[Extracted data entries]
*****
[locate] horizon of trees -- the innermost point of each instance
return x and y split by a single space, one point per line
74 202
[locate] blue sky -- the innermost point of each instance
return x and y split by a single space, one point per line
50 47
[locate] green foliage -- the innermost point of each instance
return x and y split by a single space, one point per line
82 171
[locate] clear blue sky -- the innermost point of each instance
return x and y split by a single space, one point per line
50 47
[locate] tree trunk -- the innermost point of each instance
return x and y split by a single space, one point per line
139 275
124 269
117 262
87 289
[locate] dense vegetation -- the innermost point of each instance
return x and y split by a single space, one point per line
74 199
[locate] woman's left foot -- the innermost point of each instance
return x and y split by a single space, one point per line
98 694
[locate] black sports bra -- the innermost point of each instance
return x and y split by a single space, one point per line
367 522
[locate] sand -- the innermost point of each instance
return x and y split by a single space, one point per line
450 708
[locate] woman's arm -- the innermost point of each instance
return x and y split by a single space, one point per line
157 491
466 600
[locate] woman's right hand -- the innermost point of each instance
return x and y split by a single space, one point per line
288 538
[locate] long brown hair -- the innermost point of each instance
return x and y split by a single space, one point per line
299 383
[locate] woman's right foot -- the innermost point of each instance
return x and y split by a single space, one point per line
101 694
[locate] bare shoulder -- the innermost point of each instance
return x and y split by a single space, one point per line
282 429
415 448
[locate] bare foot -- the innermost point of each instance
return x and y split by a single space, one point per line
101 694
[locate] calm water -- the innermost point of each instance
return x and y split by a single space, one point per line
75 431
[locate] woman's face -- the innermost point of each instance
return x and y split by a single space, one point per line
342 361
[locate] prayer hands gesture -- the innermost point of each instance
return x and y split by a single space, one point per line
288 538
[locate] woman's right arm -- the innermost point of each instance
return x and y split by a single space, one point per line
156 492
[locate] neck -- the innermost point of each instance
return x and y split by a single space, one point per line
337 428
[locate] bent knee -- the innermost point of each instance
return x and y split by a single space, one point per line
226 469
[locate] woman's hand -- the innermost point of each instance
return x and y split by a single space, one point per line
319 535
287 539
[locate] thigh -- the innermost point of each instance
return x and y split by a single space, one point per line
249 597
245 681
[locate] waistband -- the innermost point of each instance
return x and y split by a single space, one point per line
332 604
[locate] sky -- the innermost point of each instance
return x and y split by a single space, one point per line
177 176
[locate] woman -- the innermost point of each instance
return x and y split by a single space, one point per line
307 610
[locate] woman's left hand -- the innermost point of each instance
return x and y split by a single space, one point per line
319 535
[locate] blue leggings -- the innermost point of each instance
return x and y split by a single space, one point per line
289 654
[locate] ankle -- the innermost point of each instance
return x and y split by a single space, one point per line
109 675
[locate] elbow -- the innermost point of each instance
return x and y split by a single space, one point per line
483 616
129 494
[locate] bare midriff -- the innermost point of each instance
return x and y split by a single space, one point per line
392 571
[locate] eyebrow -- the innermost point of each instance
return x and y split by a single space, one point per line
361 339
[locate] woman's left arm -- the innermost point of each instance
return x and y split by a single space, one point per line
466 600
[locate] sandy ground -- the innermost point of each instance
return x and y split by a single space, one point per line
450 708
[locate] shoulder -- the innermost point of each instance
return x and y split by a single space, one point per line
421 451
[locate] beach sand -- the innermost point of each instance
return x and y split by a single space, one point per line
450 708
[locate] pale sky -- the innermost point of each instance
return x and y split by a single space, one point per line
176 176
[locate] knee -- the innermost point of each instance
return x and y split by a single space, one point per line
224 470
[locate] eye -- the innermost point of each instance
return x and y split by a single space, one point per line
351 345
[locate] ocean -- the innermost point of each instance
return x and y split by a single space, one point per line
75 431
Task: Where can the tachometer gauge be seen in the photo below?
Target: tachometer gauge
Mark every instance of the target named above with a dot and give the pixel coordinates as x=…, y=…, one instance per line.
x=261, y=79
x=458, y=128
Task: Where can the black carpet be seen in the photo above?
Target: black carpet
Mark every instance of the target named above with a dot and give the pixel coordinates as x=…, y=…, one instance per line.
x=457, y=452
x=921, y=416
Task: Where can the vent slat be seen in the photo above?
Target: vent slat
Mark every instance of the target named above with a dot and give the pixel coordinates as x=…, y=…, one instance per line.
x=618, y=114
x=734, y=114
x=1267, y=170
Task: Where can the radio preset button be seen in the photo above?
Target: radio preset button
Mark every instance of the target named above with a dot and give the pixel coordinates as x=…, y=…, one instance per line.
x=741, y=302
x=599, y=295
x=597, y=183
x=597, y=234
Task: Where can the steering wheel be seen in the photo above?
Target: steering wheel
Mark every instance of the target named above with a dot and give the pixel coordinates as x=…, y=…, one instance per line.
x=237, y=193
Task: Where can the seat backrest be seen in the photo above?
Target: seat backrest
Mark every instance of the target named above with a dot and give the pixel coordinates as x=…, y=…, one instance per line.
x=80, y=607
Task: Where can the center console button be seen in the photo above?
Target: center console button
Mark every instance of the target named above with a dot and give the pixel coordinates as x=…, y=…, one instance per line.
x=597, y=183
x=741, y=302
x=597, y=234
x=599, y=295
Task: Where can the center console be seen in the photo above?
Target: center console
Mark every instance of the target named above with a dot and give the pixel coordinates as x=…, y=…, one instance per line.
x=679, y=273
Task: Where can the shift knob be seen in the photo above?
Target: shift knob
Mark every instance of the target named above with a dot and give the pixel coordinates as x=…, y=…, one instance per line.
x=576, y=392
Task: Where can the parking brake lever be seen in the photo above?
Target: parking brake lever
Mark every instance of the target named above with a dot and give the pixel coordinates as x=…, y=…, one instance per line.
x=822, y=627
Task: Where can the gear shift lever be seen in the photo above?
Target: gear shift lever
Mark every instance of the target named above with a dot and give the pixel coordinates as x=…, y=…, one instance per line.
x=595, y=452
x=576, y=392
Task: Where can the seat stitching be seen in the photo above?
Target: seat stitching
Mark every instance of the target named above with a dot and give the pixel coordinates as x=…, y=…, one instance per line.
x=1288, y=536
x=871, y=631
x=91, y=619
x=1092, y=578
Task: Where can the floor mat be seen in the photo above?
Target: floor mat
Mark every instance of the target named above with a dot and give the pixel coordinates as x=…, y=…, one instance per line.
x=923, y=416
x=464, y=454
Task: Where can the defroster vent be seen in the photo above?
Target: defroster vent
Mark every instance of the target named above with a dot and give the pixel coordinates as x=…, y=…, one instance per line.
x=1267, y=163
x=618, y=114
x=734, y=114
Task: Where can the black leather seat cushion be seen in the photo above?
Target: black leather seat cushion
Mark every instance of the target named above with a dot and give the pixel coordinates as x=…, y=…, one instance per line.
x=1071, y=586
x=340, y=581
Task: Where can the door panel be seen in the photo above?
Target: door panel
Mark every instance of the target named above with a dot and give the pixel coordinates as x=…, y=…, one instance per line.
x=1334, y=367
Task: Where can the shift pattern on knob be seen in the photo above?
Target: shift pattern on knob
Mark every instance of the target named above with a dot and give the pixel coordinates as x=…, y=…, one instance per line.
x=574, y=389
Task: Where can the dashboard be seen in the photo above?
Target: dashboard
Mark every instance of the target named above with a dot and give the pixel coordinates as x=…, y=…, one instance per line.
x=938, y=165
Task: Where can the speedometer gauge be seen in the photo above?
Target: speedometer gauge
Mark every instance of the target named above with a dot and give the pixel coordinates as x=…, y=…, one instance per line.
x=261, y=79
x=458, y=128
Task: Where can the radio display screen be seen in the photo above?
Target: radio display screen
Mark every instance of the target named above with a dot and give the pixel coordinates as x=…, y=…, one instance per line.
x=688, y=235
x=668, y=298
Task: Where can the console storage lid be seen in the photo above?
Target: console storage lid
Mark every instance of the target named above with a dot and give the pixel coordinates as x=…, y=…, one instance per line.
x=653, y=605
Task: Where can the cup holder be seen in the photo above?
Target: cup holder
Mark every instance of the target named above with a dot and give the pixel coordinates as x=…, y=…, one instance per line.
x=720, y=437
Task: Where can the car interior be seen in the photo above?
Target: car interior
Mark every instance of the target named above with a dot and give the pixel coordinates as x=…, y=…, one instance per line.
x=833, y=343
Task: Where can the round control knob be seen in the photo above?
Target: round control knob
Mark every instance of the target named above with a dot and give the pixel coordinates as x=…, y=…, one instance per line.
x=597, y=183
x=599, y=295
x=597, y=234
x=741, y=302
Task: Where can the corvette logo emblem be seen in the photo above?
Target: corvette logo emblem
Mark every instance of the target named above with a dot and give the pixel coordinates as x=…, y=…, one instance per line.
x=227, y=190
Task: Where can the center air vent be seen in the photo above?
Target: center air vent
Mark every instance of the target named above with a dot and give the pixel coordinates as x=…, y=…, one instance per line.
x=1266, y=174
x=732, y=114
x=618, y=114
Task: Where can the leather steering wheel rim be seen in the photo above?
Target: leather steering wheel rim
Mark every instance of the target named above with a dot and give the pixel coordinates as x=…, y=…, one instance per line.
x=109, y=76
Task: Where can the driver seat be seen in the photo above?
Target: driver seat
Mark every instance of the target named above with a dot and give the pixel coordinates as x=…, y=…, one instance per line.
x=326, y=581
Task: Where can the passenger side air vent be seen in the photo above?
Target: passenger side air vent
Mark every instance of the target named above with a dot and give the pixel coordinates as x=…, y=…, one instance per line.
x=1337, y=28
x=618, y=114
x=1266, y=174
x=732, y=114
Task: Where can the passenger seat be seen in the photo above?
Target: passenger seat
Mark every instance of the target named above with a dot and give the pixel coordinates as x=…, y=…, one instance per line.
*****
→ What to do
Among the records above, find the lines that contain "steering" and copy every one.

→ Exercise response
Task: Where can the steering wheel be seen in the photo above?
Target: steering wheel
Task: Where can the leather steering wheel rim be seen in the photo above?
Target: leather steering wheel rim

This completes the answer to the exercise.